WHAT YOU SHOULD DO: Reproduce each of the following entries line for line, with no changes.

* * *

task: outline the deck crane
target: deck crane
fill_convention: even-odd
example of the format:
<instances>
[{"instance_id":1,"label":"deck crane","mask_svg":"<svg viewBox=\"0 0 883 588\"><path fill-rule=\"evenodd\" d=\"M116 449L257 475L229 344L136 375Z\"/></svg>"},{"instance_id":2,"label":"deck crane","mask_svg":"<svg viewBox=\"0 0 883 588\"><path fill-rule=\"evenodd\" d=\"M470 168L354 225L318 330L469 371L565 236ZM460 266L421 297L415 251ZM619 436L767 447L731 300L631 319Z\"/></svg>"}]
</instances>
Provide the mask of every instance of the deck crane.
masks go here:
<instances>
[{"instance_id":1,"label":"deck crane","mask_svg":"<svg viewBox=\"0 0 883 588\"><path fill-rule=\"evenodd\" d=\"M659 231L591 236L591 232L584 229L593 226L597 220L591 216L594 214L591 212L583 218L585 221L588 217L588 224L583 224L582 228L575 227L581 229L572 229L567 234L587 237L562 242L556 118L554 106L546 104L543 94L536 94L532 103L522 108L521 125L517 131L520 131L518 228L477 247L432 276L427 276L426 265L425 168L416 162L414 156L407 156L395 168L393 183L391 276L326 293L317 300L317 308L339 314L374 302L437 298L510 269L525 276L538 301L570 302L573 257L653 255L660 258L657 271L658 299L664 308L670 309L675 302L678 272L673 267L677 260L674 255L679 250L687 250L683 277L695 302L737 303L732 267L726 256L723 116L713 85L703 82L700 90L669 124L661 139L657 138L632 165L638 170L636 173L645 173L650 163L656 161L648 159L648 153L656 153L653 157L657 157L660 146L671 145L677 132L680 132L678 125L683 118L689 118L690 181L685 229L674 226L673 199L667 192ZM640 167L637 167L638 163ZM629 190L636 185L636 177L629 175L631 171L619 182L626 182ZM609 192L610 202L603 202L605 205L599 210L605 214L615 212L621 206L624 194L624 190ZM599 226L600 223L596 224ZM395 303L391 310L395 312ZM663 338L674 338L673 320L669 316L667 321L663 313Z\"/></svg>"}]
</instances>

* * *

SOLUTION:
task: outline the deck crane
target: deck crane
fill_convention: even-odd
example of the format:
<instances>
[{"instance_id":1,"label":"deck crane","mask_svg":"<svg viewBox=\"0 0 883 588\"><path fill-rule=\"evenodd\" d=\"M116 449L257 475L229 344L136 375Z\"/></svg>"},{"instance_id":2,"label":"deck crane","mask_svg":"<svg viewBox=\"0 0 883 588\"><path fill-rule=\"evenodd\" d=\"M470 168L354 225L318 330L469 371L565 236ZM460 266L421 297L415 251ZM619 436L767 447L731 300L631 319Z\"/></svg>"}]
</instances>
Provide the mask of every instance of the deck crane.
masks go here:
<instances>
[{"instance_id":1,"label":"deck crane","mask_svg":"<svg viewBox=\"0 0 883 588\"><path fill-rule=\"evenodd\" d=\"M659 231L591 236L591 232L584 229L593 226L597 220L591 216L594 214L591 212L583 218L585 221L588 217L588 224L583 224L582 228L575 227L581 229L572 229L567 234L587 237L562 242L556 118L554 106L546 104L543 94L536 94L532 103L522 108L521 125L517 131L520 131L518 228L477 247L432 276L427 276L426 265L425 168L416 162L414 156L407 156L395 168L393 183L391 276L326 293L317 300L317 308L339 314L374 302L437 298L510 269L525 276L538 301L570 302L573 257L653 255L660 258L657 271L658 299L664 308L670 309L675 302L678 272L673 267L677 260L674 255L679 250L687 250L683 277L695 302L737 303L732 267L726 256L723 116L713 85L703 82L700 90L669 124L661 139L657 138L632 165L638 170L636 173L645 173L650 163L656 161L648 159L648 153L656 153L653 157L657 157L660 146L671 145L677 132L680 132L678 125L683 118L689 118L690 181L685 229L674 226L673 199L667 192ZM640 167L637 167L638 163ZM629 190L636 185L636 177L629 175L631 171L619 182L626 182ZM609 192L610 202L603 202L605 205L599 210L605 214L615 212L621 206L624 194L624 190ZM599 226L600 223L596 224ZM395 303L391 310L395 312ZM663 338L674 338L673 320L669 316L667 321L663 313Z\"/></svg>"}]
</instances>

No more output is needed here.